> **Selected extract**:
-----

Friday, September 21, 2007

Comments on oncologist-teacher analogy, UFT


Mike Goldstein, founder of MATCH charter school in Boston, shares some spot-on thoughts on Randi Weingarten's oncologist-teacher analogy:

Whitney, there's another strand of the medical analogy. My  wife is an oncologist. She likes her job a lot.
 
Each day, she's put in a position to succeed. If she does what she's been trained to do on nuts-and-bolts medical issues, she gets to do the  "art" -- which for her is helping families deal with the intersection of health and emotion.
 
At No Excuses charter schools, teachers are put in a position to succeed, too. If a No Excuses teacher does what she's been trained to do --  phone parents to build relationships; start the class with a written do-now;  handle disruptions in a prescribed manner; etc etc -- he/she gets to do the "art"  of teaching, which is to make science or math or English "come  alive."
 
At many traditional urban schools, teachers are put in a position to fail. That's in part because teachers are taught in Ed School,  then again by the union, to FIGHT any school-wide methodology on how to handle nuts-and-bolts classroom culture issues.
 
While a doctor accepts that she will learn EXACTLY what to do on many matters (the science), before dealing with the nuance (the art),  teachers are taught that this means "their professional judgment, and  autonomy, is being questioned."
 
Funny, my wife pores over journals which tell her EXACTLY what  to do in a million different situations, and never feels her professional judgment under siege. (She only feels that way when insurers block her  preventive medicine efforts, particularly Medicaid/Medicare).
 
This dynamic gets exacerbated because traditional school leaders, when they do assert control, do it over the wrong thing -- curriculum. That's precisely BACKWARDS, the worst of both worlds.
 
Now teachers who are frustrated by behavior issues (since nobody is telling them to sacrifice their autonomy to follow a schoolwide approach) are getting curriculum that, no matter how "good" in theory, will necessarily be ineffective b/c the class will still be chaotic.
 
Many No Excuses schools go the other direction. They prescribe in great detail how teachers must develop and maintain classroom culture, then decentralize some/many curriculum decisions to individual teachers or small  groups of them.

-----

> **Recorded information**:
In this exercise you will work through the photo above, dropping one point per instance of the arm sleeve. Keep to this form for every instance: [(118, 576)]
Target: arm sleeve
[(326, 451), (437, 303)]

-----

> **What needs to be done**: Write out the portion of the post on the oncologist-teacher analogy that begins at the words "Friday, September 21, 2007" and stops after "health and emotion.". The data has no connection to the post.

> **Solved exercise**:
Friday, September 21, 2007

Comments on oncologist-teacher analogy, UFT


Mike Goldstein, founder of MATCH charter school in Boston, shares some spot-on thoughts on Randi Weingarten's oncologist-teacher analogy:

Whitney, there's another strand of the medical analogy. My  wife is an oncologist. She likes her job a lot.
 
Each day, she's put in a position to succeed. If she does what she's been trained to do on nuts-and-bolts medical issues, she gets to do the  "art" -- which for her is helping families deal with the intersection of health and emotion.